When you output the records, match them exactly and omit any picture they include.

[Point-per-instance localization data]

——————

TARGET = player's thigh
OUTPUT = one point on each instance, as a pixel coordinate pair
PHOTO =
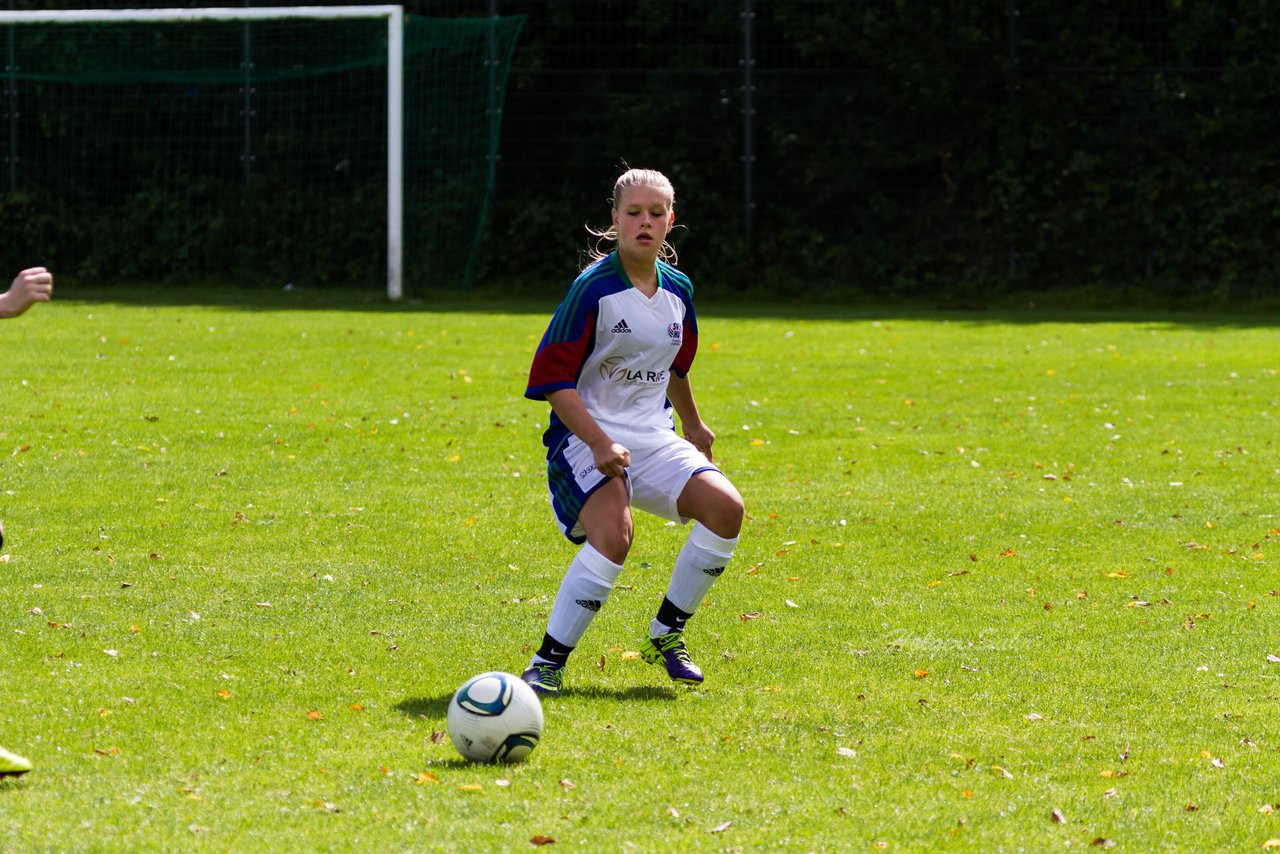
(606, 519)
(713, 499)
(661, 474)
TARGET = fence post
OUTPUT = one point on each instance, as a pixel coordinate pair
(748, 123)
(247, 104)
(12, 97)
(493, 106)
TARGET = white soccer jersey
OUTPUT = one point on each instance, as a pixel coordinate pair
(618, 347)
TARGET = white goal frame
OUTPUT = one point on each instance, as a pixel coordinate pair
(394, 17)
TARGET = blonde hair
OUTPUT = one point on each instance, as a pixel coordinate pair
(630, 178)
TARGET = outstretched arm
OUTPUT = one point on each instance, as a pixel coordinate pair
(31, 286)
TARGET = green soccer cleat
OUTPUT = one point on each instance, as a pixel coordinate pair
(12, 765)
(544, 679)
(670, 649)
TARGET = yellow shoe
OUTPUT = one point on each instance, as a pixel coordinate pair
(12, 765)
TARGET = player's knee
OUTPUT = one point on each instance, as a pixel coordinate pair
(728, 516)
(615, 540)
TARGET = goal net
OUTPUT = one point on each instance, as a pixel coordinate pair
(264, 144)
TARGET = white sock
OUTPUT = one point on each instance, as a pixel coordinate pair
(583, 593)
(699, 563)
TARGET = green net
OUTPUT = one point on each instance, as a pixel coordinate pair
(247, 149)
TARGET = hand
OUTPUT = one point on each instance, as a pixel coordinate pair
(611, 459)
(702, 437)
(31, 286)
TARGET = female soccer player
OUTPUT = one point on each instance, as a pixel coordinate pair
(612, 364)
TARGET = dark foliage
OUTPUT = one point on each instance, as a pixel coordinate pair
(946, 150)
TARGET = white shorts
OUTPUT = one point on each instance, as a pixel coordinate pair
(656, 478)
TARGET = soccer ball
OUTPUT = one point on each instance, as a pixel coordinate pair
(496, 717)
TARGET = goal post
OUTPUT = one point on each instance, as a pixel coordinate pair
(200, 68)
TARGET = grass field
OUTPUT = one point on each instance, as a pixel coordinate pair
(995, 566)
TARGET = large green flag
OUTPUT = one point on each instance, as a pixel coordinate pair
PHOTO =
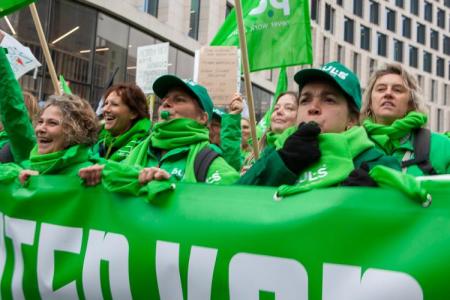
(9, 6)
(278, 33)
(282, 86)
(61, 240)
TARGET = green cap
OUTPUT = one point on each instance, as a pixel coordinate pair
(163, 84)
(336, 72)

——————

◆ WRITTEN ANSWER
TARGET = player's thigh
OUTPUT = one point on each instance, as a pixel coordinate pair
PHOTO =
(606, 519)
(713, 499)
(661, 474)
TARGET = fence post
OUTPUT = one point on each instance, as a pixel coordinate pair
(748, 123)
(247, 104)
(12, 97)
(493, 106)
TARGET = white soccer jersey
OUTPUT = one point on each instance, as a pixel coordinate pair
(618, 347)
TARGET = white goal frame
OUTPUT = one point on each instance, as a pixel coordinate pair
(394, 17)
TARGET = blonde hair
OUTPUT = one point on each instance, as a pixel coordinate pair
(630, 178)
TARGET = outstretched arm
OUTPUT = one point on each instance, as a pixel coordinate pair
(31, 286)
TARGET = green soccer cleat
OUTPUT = one point on each instance, as a pixel coordinate pair
(12, 765)
(544, 679)
(670, 649)
TARGET = yellow shoe
OUTPUT = one point on each instance, as a pixel coordinate pair
(12, 765)
TARGET = player's knee
OUTPUT = one point on each instance, as a pixel coordinate pair
(728, 516)
(615, 540)
TARGET = goal net
OUTPUT = one point on each instance, as a pixel coordinate pair
(264, 144)
TARGET = white sock
OUTPUT = one point on each instance, as a pixel coordinate pair
(583, 593)
(699, 563)
TARGET = green net
OUTPUT = one point on each instance, as a pixel coordinate pair
(247, 149)
TARGET = hand
OUTPUT = one point on each instance, as a pixel coordinate pair
(611, 459)
(702, 437)
(31, 286)
TARGET = female soccer player
OUTPUT = one point on each instance, as a pixel coordinate pair
(612, 364)
TARGET = dark foliage
OUTPUT = one point on each instance, as a pixel coordinate pair
(946, 150)
TARGET = white shorts
OUTPUT = one point on each instance, as a pixel coordinate pair
(656, 478)
TARGET = soccer ball
OUTPUT = one point on each instance, as a pixel coordinate pair
(496, 717)
TARGET = goal post
OUTPUT = one point on each instance, as a pixel coordinate pair
(200, 68)
TARGET = grass field
OUTPUT = one point on each instance, as a pixel coordinate pair
(995, 566)
TARGET = large green flag
OUTPUT = one point on each instance, as a pixel coordinate pair
PHOTO =
(9, 6)
(278, 33)
(282, 86)
(61, 240)
TARGET = green cap
OUTPUT = one point on each instance, as a pixel coordinate pair
(163, 84)
(336, 72)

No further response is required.